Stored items
BEGIN

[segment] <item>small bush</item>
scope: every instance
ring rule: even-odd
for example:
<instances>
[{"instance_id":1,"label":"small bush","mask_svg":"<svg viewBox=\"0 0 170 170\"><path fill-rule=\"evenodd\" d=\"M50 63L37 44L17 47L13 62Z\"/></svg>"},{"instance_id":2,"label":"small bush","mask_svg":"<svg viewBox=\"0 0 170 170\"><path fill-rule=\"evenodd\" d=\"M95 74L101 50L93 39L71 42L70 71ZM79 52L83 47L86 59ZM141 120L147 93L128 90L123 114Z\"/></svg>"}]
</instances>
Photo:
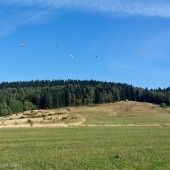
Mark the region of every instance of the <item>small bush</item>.
<instances>
[{"instance_id":1,"label":"small bush","mask_svg":"<svg viewBox=\"0 0 170 170\"><path fill-rule=\"evenodd\" d=\"M31 127L33 126L33 121L32 120L29 119L27 122L30 124Z\"/></svg>"},{"instance_id":2,"label":"small bush","mask_svg":"<svg viewBox=\"0 0 170 170\"><path fill-rule=\"evenodd\" d=\"M66 117L66 116L63 116L62 118L61 118L61 120L67 120L68 119L68 117Z\"/></svg>"},{"instance_id":3,"label":"small bush","mask_svg":"<svg viewBox=\"0 0 170 170\"><path fill-rule=\"evenodd\" d=\"M44 114L37 115L37 118L39 118L39 117L46 117L46 115L44 115Z\"/></svg>"},{"instance_id":4,"label":"small bush","mask_svg":"<svg viewBox=\"0 0 170 170\"><path fill-rule=\"evenodd\" d=\"M161 103L161 104L160 104L160 107L165 108L165 107L166 107L166 104L165 104L165 103Z\"/></svg>"},{"instance_id":5,"label":"small bush","mask_svg":"<svg viewBox=\"0 0 170 170\"><path fill-rule=\"evenodd\" d=\"M7 115L8 115L8 110L7 110L7 109L2 109L2 110L0 111L0 115L1 115L1 116L7 116Z\"/></svg>"},{"instance_id":6,"label":"small bush","mask_svg":"<svg viewBox=\"0 0 170 170\"><path fill-rule=\"evenodd\" d=\"M24 117L24 116L21 116L19 119L25 119L25 117Z\"/></svg>"}]
</instances>

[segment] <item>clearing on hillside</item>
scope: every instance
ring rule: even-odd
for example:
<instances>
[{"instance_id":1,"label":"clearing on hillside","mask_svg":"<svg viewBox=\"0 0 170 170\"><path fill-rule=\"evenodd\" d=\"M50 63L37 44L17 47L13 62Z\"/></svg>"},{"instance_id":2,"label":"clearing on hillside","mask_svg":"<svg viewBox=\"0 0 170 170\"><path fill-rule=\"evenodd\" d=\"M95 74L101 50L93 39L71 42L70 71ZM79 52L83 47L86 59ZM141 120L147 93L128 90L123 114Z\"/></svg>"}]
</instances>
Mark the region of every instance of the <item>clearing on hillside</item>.
<instances>
[{"instance_id":1,"label":"clearing on hillside","mask_svg":"<svg viewBox=\"0 0 170 170\"><path fill-rule=\"evenodd\" d=\"M0 117L3 127L169 126L170 108L142 102L33 110Z\"/></svg>"}]
</instances>

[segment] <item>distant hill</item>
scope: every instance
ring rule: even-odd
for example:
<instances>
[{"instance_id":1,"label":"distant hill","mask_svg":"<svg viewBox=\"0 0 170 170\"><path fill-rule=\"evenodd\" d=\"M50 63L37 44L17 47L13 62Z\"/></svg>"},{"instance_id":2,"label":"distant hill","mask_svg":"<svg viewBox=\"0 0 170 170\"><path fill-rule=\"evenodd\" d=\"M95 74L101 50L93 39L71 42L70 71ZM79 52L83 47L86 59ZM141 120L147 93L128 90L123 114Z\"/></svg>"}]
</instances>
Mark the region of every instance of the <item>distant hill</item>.
<instances>
[{"instance_id":1,"label":"distant hill","mask_svg":"<svg viewBox=\"0 0 170 170\"><path fill-rule=\"evenodd\" d=\"M0 84L0 115L32 109L53 109L117 101L170 105L170 88L133 87L95 80L36 80Z\"/></svg>"}]
</instances>

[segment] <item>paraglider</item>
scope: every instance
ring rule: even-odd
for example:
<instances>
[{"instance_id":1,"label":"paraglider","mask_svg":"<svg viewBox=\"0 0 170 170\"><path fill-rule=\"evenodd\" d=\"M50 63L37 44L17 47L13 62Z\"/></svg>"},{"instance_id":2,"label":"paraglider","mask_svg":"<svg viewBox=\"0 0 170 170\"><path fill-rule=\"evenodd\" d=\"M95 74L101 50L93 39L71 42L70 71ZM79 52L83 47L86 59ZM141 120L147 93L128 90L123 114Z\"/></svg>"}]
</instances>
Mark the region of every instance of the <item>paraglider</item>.
<instances>
[{"instance_id":1,"label":"paraglider","mask_svg":"<svg viewBox=\"0 0 170 170\"><path fill-rule=\"evenodd\" d=\"M24 48L25 44L21 43L20 46L21 46L22 48Z\"/></svg>"},{"instance_id":2,"label":"paraglider","mask_svg":"<svg viewBox=\"0 0 170 170\"><path fill-rule=\"evenodd\" d=\"M94 57L95 57L95 58L98 58L98 55L97 55L97 54L94 54Z\"/></svg>"},{"instance_id":3,"label":"paraglider","mask_svg":"<svg viewBox=\"0 0 170 170\"><path fill-rule=\"evenodd\" d=\"M69 56L70 56L71 58L74 58L74 55L72 55L72 54L70 54Z\"/></svg>"}]
</instances>

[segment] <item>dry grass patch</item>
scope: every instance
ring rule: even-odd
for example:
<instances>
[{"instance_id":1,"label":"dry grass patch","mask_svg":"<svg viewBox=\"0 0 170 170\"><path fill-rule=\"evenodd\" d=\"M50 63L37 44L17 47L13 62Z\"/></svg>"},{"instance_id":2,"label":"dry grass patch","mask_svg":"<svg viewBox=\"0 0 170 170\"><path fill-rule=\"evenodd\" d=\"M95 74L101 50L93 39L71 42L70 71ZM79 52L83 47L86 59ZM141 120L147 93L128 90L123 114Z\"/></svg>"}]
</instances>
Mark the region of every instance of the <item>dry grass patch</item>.
<instances>
[{"instance_id":1,"label":"dry grass patch","mask_svg":"<svg viewBox=\"0 0 170 170\"><path fill-rule=\"evenodd\" d=\"M0 117L0 126L13 126L25 125L29 126L29 122L33 122L33 125L47 125L50 124L68 124L75 123L79 121L78 116L68 113L63 109L53 109L53 110L33 110L25 111L23 113L13 114L8 117ZM17 123L16 123L17 122Z\"/></svg>"}]
</instances>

END

Work request → Return all the data above as written, leaving out only the pictures.

Output of the exercise →
[segment] <item>small bush</item>
scope: every instance
ring rule: even-odd
for example:
<instances>
[{"instance_id":1,"label":"small bush","mask_svg":"<svg viewBox=\"0 0 170 170\"><path fill-rule=\"evenodd\" d=\"M50 63L37 44L17 47L13 62Z\"/></svg>"},{"instance_id":2,"label":"small bush","mask_svg":"<svg viewBox=\"0 0 170 170\"><path fill-rule=\"evenodd\" d=\"M95 74L101 50L93 39L71 42L70 71ZM79 52L83 47L86 59ZM141 120L147 93L128 90L123 114Z\"/></svg>"}]
</instances>
Photo:
Mark the region of every instance of the <item>small bush</item>.
<instances>
[{"instance_id":1,"label":"small bush","mask_svg":"<svg viewBox=\"0 0 170 170\"><path fill-rule=\"evenodd\" d=\"M31 127L33 126L33 121L32 120L29 119L27 122L30 124Z\"/></svg>"},{"instance_id":2,"label":"small bush","mask_svg":"<svg viewBox=\"0 0 170 170\"><path fill-rule=\"evenodd\" d=\"M66 117L66 116L63 116L62 118L61 118L61 120L67 120L68 119L68 117Z\"/></svg>"},{"instance_id":3,"label":"small bush","mask_svg":"<svg viewBox=\"0 0 170 170\"><path fill-rule=\"evenodd\" d=\"M44 114L37 115L37 118L39 118L39 117L46 117L46 115L44 115Z\"/></svg>"},{"instance_id":4,"label":"small bush","mask_svg":"<svg viewBox=\"0 0 170 170\"><path fill-rule=\"evenodd\" d=\"M161 103L161 104L160 104L160 107L165 108L165 107L166 107L166 104L165 104L165 103Z\"/></svg>"},{"instance_id":5,"label":"small bush","mask_svg":"<svg viewBox=\"0 0 170 170\"><path fill-rule=\"evenodd\" d=\"M7 115L8 115L8 110L7 110L7 109L2 109L2 110L0 111L0 115L1 115L1 116L7 116Z\"/></svg>"},{"instance_id":6,"label":"small bush","mask_svg":"<svg viewBox=\"0 0 170 170\"><path fill-rule=\"evenodd\" d=\"M24 117L24 116L21 116L19 119L25 119L25 117Z\"/></svg>"}]
</instances>

[segment] <item>clearing on hillside</item>
scope: every instance
ring rule: even-odd
for example:
<instances>
[{"instance_id":1,"label":"clearing on hillside","mask_svg":"<svg viewBox=\"0 0 170 170\"><path fill-rule=\"evenodd\" d=\"M50 63L37 44L17 47L13 62Z\"/></svg>"},{"instance_id":2,"label":"clearing on hillside","mask_svg":"<svg viewBox=\"0 0 170 170\"><path fill-rule=\"evenodd\" d=\"M95 74L101 50L93 39L71 42L70 71ZM79 52L83 47L86 59ZM141 120L147 93L128 90L123 114Z\"/></svg>"}]
</instances>
Mark the region of every instance of the <item>clearing on hillside</item>.
<instances>
[{"instance_id":1,"label":"clearing on hillside","mask_svg":"<svg viewBox=\"0 0 170 170\"><path fill-rule=\"evenodd\" d=\"M0 117L3 127L169 126L170 108L142 102L33 110Z\"/></svg>"}]
</instances>

[segment] <item>distant hill</item>
scope: every instance
ring rule: even-odd
for example:
<instances>
[{"instance_id":1,"label":"distant hill","mask_svg":"<svg viewBox=\"0 0 170 170\"><path fill-rule=\"evenodd\" d=\"M50 63L37 44L17 47L13 62Z\"/></svg>"},{"instance_id":2,"label":"distant hill","mask_svg":"<svg viewBox=\"0 0 170 170\"><path fill-rule=\"evenodd\" d=\"M95 74L101 50L93 39L71 42L70 71ZM79 52L83 47L86 59ZM141 120L147 93L128 90L123 114Z\"/></svg>"}]
</instances>
Mark the region of every instance of the <item>distant hill</item>.
<instances>
[{"instance_id":1,"label":"distant hill","mask_svg":"<svg viewBox=\"0 0 170 170\"><path fill-rule=\"evenodd\" d=\"M0 84L0 115L32 109L53 109L117 101L170 105L170 88L133 87L95 80L36 80Z\"/></svg>"}]
</instances>

[segment] <item>paraglider</item>
scope: every instance
ring rule: even-odd
for example:
<instances>
[{"instance_id":1,"label":"paraglider","mask_svg":"<svg viewBox=\"0 0 170 170\"><path fill-rule=\"evenodd\" d=\"M50 63L37 44L17 47L13 62Z\"/></svg>"},{"instance_id":2,"label":"paraglider","mask_svg":"<svg viewBox=\"0 0 170 170\"><path fill-rule=\"evenodd\" d=\"M95 74L101 50L93 39L71 42L70 71ZM79 52L83 47L86 59ZM141 120L147 93L128 90L123 114Z\"/></svg>"}]
</instances>
Mark the region of every instance of the <item>paraglider</item>.
<instances>
[{"instance_id":1,"label":"paraglider","mask_svg":"<svg viewBox=\"0 0 170 170\"><path fill-rule=\"evenodd\" d=\"M24 48L25 44L21 43L20 46L21 46L22 48Z\"/></svg>"},{"instance_id":2,"label":"paraglider","mask_svg":"<svg viewBox=\"0 0 170 170\"><path fill-rule=\"evenodd\" d=\"M94 57L95 57L95 58L98 58L98 55L97 55L97 54L94 54Z\"/></svg>"},{"instance_id":3,"label":"paraglider","mask_svg":"<svg viewBox=\"0 0 170 170\"><path fill-rule=\"evenodd\" d=\"M69 56L70 56L71 58L74 58L74 55L72 55L72 54L70 54Z\"/></svg>"}]
</instances>

[segment] <item>dry grass patch</item>
scope: every instance
ring rule: even-odd
for example:
<instances>
[{"instance_id":1,"label":"dry grass patch","mask_svg":"<svg viewBox=\"0 0 170 170\"><path fill-rule=\"evenodd\" d=\"M50 63L37 44L17 47L13 62Z\"/></svg>"},{"instance_id":2,"label":"dry grass patch","mask_svg":"<svg viewBox=\"0 0 170 170\"><path fill-rule=\"evenodd\" d=\"M95 74L101 50L93 39L71 42L70 71ZM79 52L83 47L86 59ZM141 120L147 93L128 90L123 114Z\"/></svg>"}]
</instances>
Mark the region of every instance of the <item>dry grass patch</item>.
<instances>
[{"instance_id":1,"label":"dry grass patch","mask_svg":"<svg viewBox=\"0 0 170 170\"><path fill-rule=\"evenodd\" d=\"M0 117L0 126L13 126L25 125L29 126L29 122L33 122L33 125L47 125L50 124L68 124L75 123L79 121L78 116L68 113L63 109L53 109L53 110L33 110L25 111L23 113L13 114L8 117ZM17 123L16 123L17 122Z\"/></svg>"}]
</instances>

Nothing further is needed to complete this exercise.